Work required = How many lines in the rows below contain the word "bathroom"? Case counts, and the reply should be the number alone.

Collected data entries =
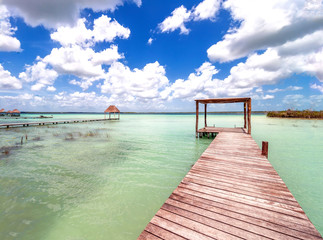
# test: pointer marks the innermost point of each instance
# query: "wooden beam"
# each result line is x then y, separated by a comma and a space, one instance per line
244, 114
249, 116
264, 149
197, 118
205, 107
222, 100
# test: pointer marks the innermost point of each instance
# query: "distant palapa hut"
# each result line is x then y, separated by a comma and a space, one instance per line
112, 109
15, 113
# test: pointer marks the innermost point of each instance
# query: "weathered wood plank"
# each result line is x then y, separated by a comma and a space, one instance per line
232, 192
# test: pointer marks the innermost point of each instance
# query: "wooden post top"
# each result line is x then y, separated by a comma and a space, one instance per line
222, 100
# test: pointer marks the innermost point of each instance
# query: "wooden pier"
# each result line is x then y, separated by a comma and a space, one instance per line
28, 124
231, 192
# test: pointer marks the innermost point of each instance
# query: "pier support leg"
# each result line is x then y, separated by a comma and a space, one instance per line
197, 117
264, 149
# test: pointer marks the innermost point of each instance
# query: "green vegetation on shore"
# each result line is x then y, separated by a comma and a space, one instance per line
296, 114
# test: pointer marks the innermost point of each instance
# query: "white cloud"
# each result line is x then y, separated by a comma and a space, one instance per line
176, 21
7, 81
293, 101
7, 42
129, 84
23, 101
81, 100
81, 62
290, 88
150, 41
106, 30
103, 30
51, 89
53, 14
78, 34
201, 84
206, 10
259, 30
40, 74
317, 87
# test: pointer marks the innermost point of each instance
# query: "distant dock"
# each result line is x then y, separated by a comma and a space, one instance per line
29, 124
231, 192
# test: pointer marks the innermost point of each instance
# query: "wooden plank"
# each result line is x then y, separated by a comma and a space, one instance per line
42, 123
231, 192
174, 225
162, 233
146, 235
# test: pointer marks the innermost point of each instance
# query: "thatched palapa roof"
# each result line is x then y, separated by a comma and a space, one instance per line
112, 108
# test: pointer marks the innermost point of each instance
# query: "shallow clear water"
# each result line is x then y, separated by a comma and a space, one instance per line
105, 180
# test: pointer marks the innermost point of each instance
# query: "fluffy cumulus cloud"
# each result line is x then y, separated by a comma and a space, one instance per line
176, 21
53, 14
259, 30
77, 57
81, 62
206, 9
8, 43
138, 85
202, 84
290, 88
7, 81
90, 100
39, 75
25, 101
104, 29
291, 42
317, 87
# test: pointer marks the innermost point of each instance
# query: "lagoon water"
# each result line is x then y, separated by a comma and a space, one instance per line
106, 180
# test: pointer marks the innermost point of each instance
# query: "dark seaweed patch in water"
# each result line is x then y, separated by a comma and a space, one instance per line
37, 138
7, 150
69, 137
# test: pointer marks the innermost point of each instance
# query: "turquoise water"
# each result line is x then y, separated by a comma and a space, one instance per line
105, 180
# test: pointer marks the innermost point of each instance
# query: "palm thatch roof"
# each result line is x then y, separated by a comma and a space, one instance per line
112, 108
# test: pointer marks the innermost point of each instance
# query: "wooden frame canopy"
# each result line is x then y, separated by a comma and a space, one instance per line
246, 110
112, 109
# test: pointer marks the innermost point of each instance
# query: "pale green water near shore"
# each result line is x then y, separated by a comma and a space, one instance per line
105, 180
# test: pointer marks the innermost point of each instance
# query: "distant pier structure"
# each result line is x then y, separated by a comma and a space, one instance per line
207, 130
112, 109
231, 192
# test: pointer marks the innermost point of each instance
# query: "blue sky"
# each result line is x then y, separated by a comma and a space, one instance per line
146, 55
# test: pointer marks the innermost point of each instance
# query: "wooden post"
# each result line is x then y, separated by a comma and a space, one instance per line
197, 118
205, 106
244, 114
264, 149
249, 116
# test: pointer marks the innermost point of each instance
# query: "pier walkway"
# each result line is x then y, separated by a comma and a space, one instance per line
231, 192
28, 124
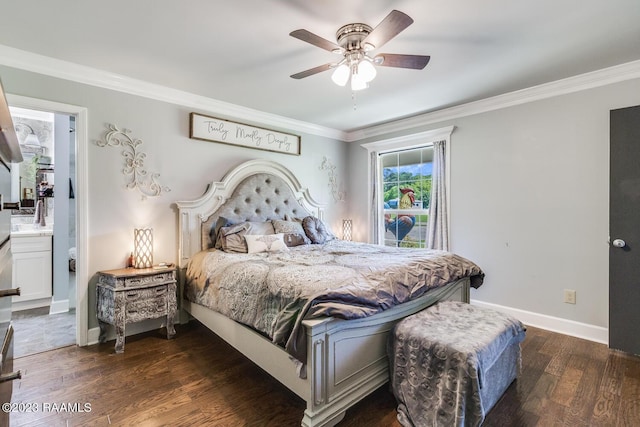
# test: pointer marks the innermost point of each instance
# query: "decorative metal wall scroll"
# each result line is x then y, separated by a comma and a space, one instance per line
137, 176
326, 164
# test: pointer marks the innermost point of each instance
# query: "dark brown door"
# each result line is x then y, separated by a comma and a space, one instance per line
624, 229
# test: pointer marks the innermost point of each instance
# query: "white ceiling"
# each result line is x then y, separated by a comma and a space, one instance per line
241, 52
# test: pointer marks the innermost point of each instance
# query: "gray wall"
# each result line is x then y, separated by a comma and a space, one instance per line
184, 165
529, 200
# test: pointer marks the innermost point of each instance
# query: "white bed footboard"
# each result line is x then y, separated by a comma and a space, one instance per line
347, 359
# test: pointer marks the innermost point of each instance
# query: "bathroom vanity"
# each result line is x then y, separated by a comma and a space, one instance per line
32, 272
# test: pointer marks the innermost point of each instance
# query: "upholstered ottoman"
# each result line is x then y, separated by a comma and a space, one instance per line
451, 362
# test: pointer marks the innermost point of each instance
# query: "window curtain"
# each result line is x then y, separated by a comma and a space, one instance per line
438, 229
375, 207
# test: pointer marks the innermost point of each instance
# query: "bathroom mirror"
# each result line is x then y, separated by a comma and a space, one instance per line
35, 175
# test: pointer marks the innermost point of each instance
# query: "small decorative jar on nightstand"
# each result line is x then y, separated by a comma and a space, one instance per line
129, 295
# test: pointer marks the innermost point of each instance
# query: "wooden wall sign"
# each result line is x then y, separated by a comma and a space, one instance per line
218, 130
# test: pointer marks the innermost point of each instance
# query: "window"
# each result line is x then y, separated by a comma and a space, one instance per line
416, 167
406, 189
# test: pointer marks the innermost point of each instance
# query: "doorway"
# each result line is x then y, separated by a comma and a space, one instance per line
624, 253
43, 231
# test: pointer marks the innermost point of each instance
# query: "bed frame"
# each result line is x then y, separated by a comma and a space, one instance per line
346, 359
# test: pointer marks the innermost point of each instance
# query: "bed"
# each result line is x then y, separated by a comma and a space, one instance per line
328, 358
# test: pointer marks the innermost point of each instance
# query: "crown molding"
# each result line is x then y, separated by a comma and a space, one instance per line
52, 67
606, 76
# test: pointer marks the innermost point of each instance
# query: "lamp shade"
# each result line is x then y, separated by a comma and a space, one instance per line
347, 226
143, 247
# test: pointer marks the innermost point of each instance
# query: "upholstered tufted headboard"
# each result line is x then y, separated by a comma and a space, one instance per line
257, 190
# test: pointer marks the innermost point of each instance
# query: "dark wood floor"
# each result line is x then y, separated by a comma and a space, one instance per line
198, 380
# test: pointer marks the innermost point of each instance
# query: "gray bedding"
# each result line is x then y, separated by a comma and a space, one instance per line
443, 362
273, 292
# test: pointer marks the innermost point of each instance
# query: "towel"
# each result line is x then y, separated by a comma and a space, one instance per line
38, 218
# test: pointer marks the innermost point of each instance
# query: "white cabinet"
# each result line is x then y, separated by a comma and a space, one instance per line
32, 271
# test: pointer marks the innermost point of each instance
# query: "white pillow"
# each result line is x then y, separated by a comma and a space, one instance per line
265, 243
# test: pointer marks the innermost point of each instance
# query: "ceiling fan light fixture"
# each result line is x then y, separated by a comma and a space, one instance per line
340, 75
366, 70
357, 83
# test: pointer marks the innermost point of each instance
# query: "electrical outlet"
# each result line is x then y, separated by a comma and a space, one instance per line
569, 296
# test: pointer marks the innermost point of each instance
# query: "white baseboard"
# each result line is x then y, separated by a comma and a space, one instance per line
59, 306
554, 324
131, 329
28, 305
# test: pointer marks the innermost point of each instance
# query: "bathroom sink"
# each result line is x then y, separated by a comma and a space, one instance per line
27, 230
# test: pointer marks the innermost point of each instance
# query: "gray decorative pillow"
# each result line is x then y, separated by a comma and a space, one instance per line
265, 243
260, 227
316, 230
215, 231
294, 234
232, 238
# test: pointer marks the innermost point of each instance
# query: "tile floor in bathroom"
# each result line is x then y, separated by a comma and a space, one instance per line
36, 330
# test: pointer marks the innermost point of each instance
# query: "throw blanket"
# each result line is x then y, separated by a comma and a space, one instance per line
274, 292
438, 361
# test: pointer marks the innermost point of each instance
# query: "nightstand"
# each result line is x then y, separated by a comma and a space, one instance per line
129, 295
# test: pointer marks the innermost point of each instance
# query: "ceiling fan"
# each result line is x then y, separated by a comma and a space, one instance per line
355, 43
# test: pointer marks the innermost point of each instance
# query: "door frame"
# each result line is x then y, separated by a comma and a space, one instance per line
82, 278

Exercise response = 4